— Begin —
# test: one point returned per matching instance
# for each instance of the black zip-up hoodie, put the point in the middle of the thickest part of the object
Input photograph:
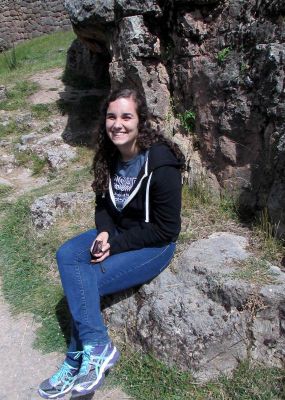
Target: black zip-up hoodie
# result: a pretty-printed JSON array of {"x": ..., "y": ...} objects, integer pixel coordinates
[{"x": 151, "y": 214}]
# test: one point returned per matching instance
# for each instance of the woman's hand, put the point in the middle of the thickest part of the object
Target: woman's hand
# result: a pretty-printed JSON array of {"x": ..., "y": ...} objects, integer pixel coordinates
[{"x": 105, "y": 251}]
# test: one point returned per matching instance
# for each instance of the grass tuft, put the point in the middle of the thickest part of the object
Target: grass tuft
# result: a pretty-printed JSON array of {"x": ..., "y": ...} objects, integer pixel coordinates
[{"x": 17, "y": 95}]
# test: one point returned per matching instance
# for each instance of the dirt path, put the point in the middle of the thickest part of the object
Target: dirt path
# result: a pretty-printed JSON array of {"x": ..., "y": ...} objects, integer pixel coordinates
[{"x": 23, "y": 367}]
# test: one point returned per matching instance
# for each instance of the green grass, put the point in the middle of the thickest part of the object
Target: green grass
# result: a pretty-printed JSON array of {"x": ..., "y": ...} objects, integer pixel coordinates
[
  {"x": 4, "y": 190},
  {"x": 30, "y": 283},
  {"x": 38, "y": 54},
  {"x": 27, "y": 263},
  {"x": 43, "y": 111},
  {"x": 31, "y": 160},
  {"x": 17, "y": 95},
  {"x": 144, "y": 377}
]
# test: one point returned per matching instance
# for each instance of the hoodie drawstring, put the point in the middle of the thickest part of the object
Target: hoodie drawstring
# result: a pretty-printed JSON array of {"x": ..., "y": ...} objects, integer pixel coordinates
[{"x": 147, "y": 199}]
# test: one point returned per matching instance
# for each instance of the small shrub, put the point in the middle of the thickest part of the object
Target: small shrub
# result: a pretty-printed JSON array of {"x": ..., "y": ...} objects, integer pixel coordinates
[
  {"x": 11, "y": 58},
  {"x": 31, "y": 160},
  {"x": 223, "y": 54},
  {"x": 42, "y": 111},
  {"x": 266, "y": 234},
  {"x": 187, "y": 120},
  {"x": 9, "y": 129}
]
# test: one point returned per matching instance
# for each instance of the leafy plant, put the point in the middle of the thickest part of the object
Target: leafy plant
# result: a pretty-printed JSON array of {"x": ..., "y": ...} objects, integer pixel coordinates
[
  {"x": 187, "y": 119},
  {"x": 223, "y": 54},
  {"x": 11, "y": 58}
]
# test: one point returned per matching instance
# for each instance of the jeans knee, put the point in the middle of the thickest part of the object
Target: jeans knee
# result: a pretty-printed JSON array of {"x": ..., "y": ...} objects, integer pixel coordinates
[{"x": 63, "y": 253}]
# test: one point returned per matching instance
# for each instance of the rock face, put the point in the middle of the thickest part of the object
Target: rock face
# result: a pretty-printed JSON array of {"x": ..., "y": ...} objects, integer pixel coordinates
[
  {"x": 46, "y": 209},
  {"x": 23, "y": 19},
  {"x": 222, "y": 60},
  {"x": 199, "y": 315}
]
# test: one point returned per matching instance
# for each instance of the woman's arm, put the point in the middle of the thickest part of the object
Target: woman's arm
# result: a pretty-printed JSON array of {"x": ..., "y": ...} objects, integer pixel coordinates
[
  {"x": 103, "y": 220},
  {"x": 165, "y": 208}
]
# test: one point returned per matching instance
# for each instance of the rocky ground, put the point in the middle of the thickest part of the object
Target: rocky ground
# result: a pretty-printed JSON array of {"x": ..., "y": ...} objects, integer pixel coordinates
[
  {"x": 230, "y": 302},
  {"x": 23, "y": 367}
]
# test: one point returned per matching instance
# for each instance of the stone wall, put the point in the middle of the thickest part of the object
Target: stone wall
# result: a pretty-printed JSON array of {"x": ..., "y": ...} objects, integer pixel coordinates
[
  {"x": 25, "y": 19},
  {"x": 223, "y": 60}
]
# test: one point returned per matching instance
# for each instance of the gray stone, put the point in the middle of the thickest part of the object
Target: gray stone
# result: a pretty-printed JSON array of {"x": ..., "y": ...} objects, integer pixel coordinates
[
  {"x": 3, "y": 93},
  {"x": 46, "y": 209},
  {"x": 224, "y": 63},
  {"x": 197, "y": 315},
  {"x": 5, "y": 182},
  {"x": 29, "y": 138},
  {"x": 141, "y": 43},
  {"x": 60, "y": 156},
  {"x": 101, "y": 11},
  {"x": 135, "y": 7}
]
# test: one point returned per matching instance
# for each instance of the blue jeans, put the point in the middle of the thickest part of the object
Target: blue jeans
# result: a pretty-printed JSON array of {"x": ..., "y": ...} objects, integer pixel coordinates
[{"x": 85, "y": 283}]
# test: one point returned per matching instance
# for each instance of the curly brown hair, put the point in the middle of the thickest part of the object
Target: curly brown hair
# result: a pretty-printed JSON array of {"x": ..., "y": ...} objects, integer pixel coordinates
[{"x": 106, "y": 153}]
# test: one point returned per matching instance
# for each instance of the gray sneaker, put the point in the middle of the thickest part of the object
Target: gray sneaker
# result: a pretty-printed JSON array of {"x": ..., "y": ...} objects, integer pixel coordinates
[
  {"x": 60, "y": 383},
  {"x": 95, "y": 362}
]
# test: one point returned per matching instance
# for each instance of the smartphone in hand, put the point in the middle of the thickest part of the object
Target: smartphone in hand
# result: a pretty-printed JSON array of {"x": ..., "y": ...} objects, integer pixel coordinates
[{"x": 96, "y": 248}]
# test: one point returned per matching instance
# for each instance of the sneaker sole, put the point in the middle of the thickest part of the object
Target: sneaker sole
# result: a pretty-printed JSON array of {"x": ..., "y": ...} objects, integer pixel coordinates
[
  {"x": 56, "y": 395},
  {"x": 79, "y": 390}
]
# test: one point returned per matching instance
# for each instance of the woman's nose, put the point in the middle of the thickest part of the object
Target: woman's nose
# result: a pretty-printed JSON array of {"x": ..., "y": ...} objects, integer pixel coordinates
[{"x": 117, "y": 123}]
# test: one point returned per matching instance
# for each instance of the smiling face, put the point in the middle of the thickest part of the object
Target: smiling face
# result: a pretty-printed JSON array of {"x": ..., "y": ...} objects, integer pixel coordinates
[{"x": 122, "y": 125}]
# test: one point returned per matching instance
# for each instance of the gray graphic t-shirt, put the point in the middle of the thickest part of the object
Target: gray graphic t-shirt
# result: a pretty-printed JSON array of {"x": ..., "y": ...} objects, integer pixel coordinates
— End —
▶ **TASK REQUIREMENTS**
Every entry should be returned exactly as written, minus the pictures.

▶ **SOLUTION TO THE PROBLEM**
# test: one point returned per matching instance
# for each instance of the black zip-up hoodie, put the point in the middle of the thickest part of the object
Input photograph:
Target: black zip-up hoodie
# result: a pretty-printed JSON array of {"x": ..., "y": ...} objects, integer pixel coordinates
[{"x": 151, "y": 214}]
# test: one point returned per matching instance
# for each instance of the woman's hand, put the point in the middle of the thickest part of the object
Target: woman's hand
# result: a pretty-printed JSON array of {"x": ..., "y": ...} objects, integer pixel coordinates
[{"x": 105, "y": 251}]
# test: one point returned per matching instance
# for each instance of the grass tuft, put the point in the middle of the thickest part of the object
Target: grass tuft
# result: a pretty-printed JSON array of {"x": ..., "y": ...} objects, integer pixel coordinates
[{"x": 17, "y": 95}]
# test: one point returned per matching instance
# for each instance of the dirt path, put the point in the middle of the thickest part of the object
Target: dirt path
# result: a pretty-printed JSON array of {"x": ..., "y": ...} objects, integer pixel coordinates
[{"x": 23, "y": 367}]
# test: one point returned per matching instance
# for each instance of the green grass, put the point in the middle of the thickest part of the object
Target: green grass
# result: a pretty-printed JSON array of {"x": ..., "y": ...} objects, integer pixel coordinates
[
  {"x": 4, "y": 190},
  {"x": 30, "y": 283},
  {"x": 38, "y": 54},
  {"x": 27, "y": 263},
  {"x": 43, "y": 111},
  {"x": 31, "y": 160},
  {"x": 17, "y": 95},
  {"x": 144, "y": 377}
]
# test: one point returned per matching instance
# for each instance of the hoodie drawstring, put the point in the middle of the thickest part of the object
Target: hoodie drawstring
# result: a pretty-printed JSON array of {"x": ..., "y": ...} objects, integer pixel coordinates
[{"x": 147, "y": 199}]
# test: one point returned per matching instance
# for each instance of the small shrub, put the point in the middle of the thickest part of the object
Target: small shrub
# result: a pretty-printed JSON array of {"x": ..., "y": ...} objects, integer pixel coordinates
[
  {"x": 11, "y": 58},
  {"x": 31, "y": 160},
  {"x": 223, "y": 54},
  {"x": 42, "y": 111},
  {"x": 266, "y": 234},
  {"x": 187, "y": 120},
  {"x": 9, "y": 129}
]
# test: one point returned per matching instance
# for each instance of the leafy plant, put the point in the middle of the thickest part of the object
Target: leafy plant
# result: a pretty-printed JSON array of {"x": ..., "y": ...} objects, integer pixel coordinates
[
  {"x": 187, "y": 119},
  {"x": 223, "y": 54},
  {"x": 11, "y": 58}
]
# test: one point returned per matching instance
# for each instance of the jeans knee, put the point in the middle of the thickest part of the object
Target: jeans knee
# result: a pretty-printed JSON array of {"x": ..., "y": ...} objects, integer pixel coordinates
[{"x": 63, "y": 253}]
# test: one point returned per matching instance
# for each instance of the rock face, put the point in the middle of the thickest part of the object
Target: rock face
# result: a pretty-printed JSON array of {"x": ..., "y": ...} objects, integer pixel coordinates
[
  {"x": 46, "y": 209},
  {"x": 23, "y": 19},
  {"x": 222, "y": 60},
  {"x": 199, "y": 315}
]
# test: one point returned per matching instance
# for each instance of the woman's arm, put the point in the middle of the thickest part of the object
Target: woman's arm
# result: a pretty-printed JSON array of {"x": ..., "y": ...} objects, integer pixel coordinates
[
  {"x": 103, "y": 220},
  {"x": 165, "y": 208}
]
# test: one point returned per matching instance
# for each instance of the rocky ground, put the point in the middle of the thickest part of the object
Target: rocky ground
# result: a pretty-printed JSON array of {"x": ..., "y": ...} objects, integer pixel coordinates
[
  {"x": 230, "y": 302},
  {"x": 23, "y": 367}
]
# test: one point returned per matching instance
# for each instance of the stone wall, put the point in the middle of the thickest part of the object
Target: stone wall
# result: a pretty-printed JSON array of {"x": ..., "y": ...} objects, integer pixel coordinates
[
  {"x": 25, "y": 19},
  {"x": 223, "y": 60}
]
# test: one point returned per matching instance
# for each instance of the gray stone, put the point in the middle of the thickest part of the object
Target: gray stone
# result: a pretty-printed JSON array of {"x": ..., "y": ...} objects, integer pixel coordinates
[
  {"x": 3, "y": 93},
  {"x": 46, "y": 209},
  {"x": 224, "y": 63},
  {"x": 197, "y": 315},
  {"x": 5, "y": 182},
  {"x": 29, "y": 138},
  {"x": 141, "y": 43},
  {"x": 60, "y": 156},
  {"x": 101, "y": 11},
  {"x": 135, "y": 7}
]
# test: one point returned per matching instance
# for each instance of the blue jeans, put the point in the middle of the thickest part of the object
Target: blue jeans
# result: a pretty-printed JSON array of {"x": ..., "y": ...} objects, integer pixel coordinates
[{"x": 85, "y": 283}]
# test: one point returned per matching instance
# for each instance of the curly brown hair, put the point in the middle of the thickest part of the object
Target: curly brown hair
# result: a pretty-printed JSON array of {"x": ..., "y": ...} objects, integer pixel coordinates
[{"x": 106, "y": 153}]
# test: one point returned per matching instance
# for each instance of the gray sneaker, put the point in the middle of the thickest part of the object
Target: gray sneaker
# result: a pretty-printed JSON array of {"x": ..., "y": ...} objects, integer pixel coordinates
[
  {"x": 60, "y": 383},
  {"x": 95, "y": 362}
]
# test: one point returned per matching instance
# for each instance of the smartphone in hand, put the point in the middle of the thickest part of the object
Target: smartphone in hand
# result: a pretty-printed JSON array of {"x": ..., "y": ...} objects, integer pixel coordinates
[{"x": 96, "y": 248}]
# test: one point returned per matching instance
# for each instance of the sneaker sole, put the point in the middle of the thickest part of the object
Target: sneaker sole
# result: a pretty-printed JSON array of {"x": ..., "y": ...} objects, integer pixel coordinates
[
  {"x": 56, "y": 395},
  {"x": 79, "y": 390}
]
# test: one point returned per matching instance
# for each instance of the woman's nose, put the point in the middle of the thickest part of the object
Target: woman's nose
# result: a pretty-printed JSON array of {"x": ..., "y": ...} objects, integer pixel coordinates
[{"x": 117, "y": 123}]
# test: one point returned per matching instance
# for each instance of the smiling face, put the point in the middle of the thickest part of the object
Target: smiling face
# result: a pretty-printed JSON array of {"x": ..., "y": ...} objects, integer pixel coordinates
[{"x": 122, "y": 125}]
# test: one point returned per matching instance
# for each instance of the gray graphic t-shirt, put the point in the middle of the thickest part of the object
Target: gray graphic t-shirt
# result: a pretty-printed JSON array of {"x": ..., "y": ...} objects, integer pixel coordinates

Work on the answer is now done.